** begin **
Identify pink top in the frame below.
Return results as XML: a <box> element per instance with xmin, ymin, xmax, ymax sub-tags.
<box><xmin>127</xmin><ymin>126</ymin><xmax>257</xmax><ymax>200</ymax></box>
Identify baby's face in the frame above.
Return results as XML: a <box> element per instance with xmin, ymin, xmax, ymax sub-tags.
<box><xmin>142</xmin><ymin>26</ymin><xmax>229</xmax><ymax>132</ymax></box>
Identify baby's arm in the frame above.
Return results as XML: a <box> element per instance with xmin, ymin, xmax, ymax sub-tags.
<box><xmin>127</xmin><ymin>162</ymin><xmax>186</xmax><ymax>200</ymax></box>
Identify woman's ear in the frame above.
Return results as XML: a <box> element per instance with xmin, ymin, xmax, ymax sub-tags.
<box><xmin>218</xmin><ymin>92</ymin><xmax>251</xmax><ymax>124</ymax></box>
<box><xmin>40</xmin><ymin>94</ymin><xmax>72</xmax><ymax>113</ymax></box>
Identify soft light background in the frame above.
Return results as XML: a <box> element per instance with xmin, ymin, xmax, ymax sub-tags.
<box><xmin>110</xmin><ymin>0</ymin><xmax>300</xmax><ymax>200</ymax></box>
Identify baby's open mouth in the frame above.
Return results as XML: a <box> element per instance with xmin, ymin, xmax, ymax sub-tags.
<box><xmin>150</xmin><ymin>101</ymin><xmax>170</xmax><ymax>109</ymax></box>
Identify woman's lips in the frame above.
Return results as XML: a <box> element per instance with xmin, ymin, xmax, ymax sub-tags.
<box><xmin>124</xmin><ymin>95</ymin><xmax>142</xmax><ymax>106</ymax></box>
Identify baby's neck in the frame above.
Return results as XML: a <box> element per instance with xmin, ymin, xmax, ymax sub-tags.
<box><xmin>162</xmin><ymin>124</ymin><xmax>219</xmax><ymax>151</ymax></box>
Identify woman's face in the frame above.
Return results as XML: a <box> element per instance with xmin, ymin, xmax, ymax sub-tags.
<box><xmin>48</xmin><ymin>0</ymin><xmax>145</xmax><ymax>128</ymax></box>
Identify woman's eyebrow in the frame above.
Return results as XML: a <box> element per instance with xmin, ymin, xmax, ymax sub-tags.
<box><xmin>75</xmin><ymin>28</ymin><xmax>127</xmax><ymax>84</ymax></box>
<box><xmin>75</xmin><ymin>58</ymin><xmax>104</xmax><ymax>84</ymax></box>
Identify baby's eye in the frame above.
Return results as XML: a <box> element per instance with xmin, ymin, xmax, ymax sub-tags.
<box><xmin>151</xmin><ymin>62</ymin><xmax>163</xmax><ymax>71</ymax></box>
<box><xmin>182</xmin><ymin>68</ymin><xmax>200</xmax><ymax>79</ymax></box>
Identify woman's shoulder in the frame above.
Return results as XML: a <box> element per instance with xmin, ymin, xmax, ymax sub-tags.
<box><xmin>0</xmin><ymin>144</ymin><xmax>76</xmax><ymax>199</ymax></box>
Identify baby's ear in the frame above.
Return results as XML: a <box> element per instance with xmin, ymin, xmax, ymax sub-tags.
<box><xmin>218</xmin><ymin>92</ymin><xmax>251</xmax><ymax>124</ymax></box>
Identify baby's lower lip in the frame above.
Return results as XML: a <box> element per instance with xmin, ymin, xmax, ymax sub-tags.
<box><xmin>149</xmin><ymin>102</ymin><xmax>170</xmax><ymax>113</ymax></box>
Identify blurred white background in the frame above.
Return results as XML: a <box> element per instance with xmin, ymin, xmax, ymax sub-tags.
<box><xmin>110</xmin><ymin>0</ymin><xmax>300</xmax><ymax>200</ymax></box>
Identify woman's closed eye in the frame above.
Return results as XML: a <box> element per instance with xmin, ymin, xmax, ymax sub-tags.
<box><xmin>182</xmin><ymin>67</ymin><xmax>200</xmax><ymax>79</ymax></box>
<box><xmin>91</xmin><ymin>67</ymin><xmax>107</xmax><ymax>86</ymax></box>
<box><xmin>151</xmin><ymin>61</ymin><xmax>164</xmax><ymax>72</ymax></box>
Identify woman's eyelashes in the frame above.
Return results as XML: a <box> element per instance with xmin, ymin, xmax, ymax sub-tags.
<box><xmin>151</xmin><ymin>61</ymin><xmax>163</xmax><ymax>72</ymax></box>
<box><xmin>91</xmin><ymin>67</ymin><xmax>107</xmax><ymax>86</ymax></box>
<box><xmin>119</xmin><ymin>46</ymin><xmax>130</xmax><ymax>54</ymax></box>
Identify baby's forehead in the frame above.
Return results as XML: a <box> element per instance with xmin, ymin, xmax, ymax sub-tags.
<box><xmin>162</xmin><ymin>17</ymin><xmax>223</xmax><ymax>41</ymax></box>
** end **
Written instruction –
Edit all of the records above so that every occurrence of "frame" reads "image", and leave every other part unchanged.

The output –
Identify pink top in the image below.
Return results as XML: a <box> element per instance with xmin, ymin, xmax, ymax sub-tags.
<box><xmin>127</xmin><ymin>126</ymin><xmax>257</xmax><ymax>200</ymax></box>
Identify baby's face in the image above.
Return results as XML: a <box> element per instance with xmin, ymin, xmax, ymax sub-tags.
<box><xmin>142</xmin><ymin>26</ymin><xmax>229</xmax><ymax>132</ymax></box>
Identify baby's arm in the image above.
Return results as XML: a <box> element per instance with xmin, ymin, xmax, ymax sub-tags.
<box><xmin>127</xmin><ymin>162</ymin><xmax>186</xmax><ymax>200</ymax></box>
Identify woman's ear in the image above.
Return results as XML: a <box> element per instance with xmin, ymin, xmax, ymax sub-tags.
<box><xmin>218</xmin><ymin>92</ymin><xmax>251</xmax><ymax>124</ymax></box>
<box><xmin>40</xmin><ymin>94</ymin><xmax>72</xmax><ymax>113</ymax></box>
Identify soft light background in the image above.
Return results as XML: a <box> element per instance with xmin, ymin, xmax, ymax sub-tags.
<box><xmin>110</xmin><ymin>0</ymin><xmax>300</xmax><ymax>200</ymax></box>
Identify baby's open mouth in the image above.
Return results as XML: a <box> element per instance with xmin, ymin, xmax, ymax sub-tags.
<box><xmin>150</xmin><ymin>101</ymin><xmax>170</xmax><ymax>109</ymax></box>
Identify woman's lips in the image above.
Return results as XML: a <box> element per instance with xmin, ymin, xmax, ymax sub-tags.
<box><xmin>124</xmin><ymin>95</ymin><xmax>142</xmax><ymax>106</ymax></box>
Identify baby's neck in the image above.
Return results as XML: a <box> element per instance with xmin, ymin, xmax, ymax sub-tags.
<box><xmin>162</xmin><ymin>124</ymin><xmax>219</xmax><ymax>151</ymax></box>
Identify woman's face in the image above.
Return results as XML: a <box> element per instance with xmin, ymin, xmax, ymax sub-tags.
<box><xmin>48</xmin><ymin>0</ymin><xmax>145</xmax><ymax>128</ymax></box>
Identify woman's eyebrow in the image above.
Return results as XML: a <box> element per instance with xmin, ymin, xmax, ymax sub-tags.
<box><xmin>75</xmin><ymin>28</ymin><xmax>127</xmax><ymax>84</ymax></box>
<box><xmin>75</xmin><ymin>58</ymin><xmax>104</xmax><ymax>84</ymax></box>
Identify baby's eye in the image above.
Return results as XML: a <box> element per instance with xmin, ymin, xmax, ymax sub-tags.
<box><xmin>151</xmin><ymin>62</ymin><xmax>163</xmax><ymax>71</ymax></box>
<box><xmin>182</xmin><ymin>68</ymin><xmax>200</xmax><ymax>79</ymax></box>
Identify woman's shoulder in the image above.
Return results as XML: a <box> element per instance with xmin, ymin, xmax, ymax sub-tags.
<box><xmin>0</xmin><ymin>144</ymin><xmax>76</xmax><ymax>199</ymax></box>
Identify baby's ear in the image above.
Return results as XML: a <box> element per instance with xmin, ymin, xmax, ymax sub-tags.
<box><xmin>218</xmin><ymin>92</ymin><xmax>251</xmax><ymax>124</ymax></box>
Identify baby's lower lip in the image above.
Return results as XML: a <box> element per instance with xmin, ymin, xmax, ymax sub-tags.
<box><xmin>149</xmin><ymin>102</ymin><xmax>170</xmax><ymax>113</ymax></box>
Identify blurred white background in the image above.
Return results as XML: a <box> element per instance with xmin, ymin, xmax, ymax sub-tags.
<box><xmin>110</xmin><ymin>0</ymin><xmax>300</xmax><ymax>200</ymax></box>
Identify woman's closed eye in the image above.
Return results as XML: a <box> element per instance with xmin, ymin, xmax, ymax sub-tags.
<box><xmin>182</xmin><ymin>67</ymin><xmax>200</xmax><ymax>79</ymax></box>
<box><xmin>91</xmin><ymin>67</ymin><xmax>107</xmax><ymax>86</ymax></box>
<box><xmin>151</xmin><ymin>61</ymin><xmax>164</xmax><ymax>72</ymax></box>
Identify woman's eyelashes in the image above.
Return results as XML: a <box> element per instance with xmin, ymin, xmax, ymax sub-tags.
<box><xmin>151</xmin><ymin>61</ymin><xmax>163</xmax><ymax>72</ymax></box>
<box><xmin>91</xmin><ymin>67</ymin><xmax>107</xmax><ymax>86</ymax></box>
<box><xmin>119</xmin><ymin>46</ymin><xmax>130</xmax><ymax>54</ymax></box>
Identify baby's forehead in the image above.
Return results as XML: a <box> element per instance with xmin, ymin, xmax, ymax sub-tags.
<box><xmin>162</xmin><ymin>17</ymin><xmax>223</xmax><ymax>41</ymax></box>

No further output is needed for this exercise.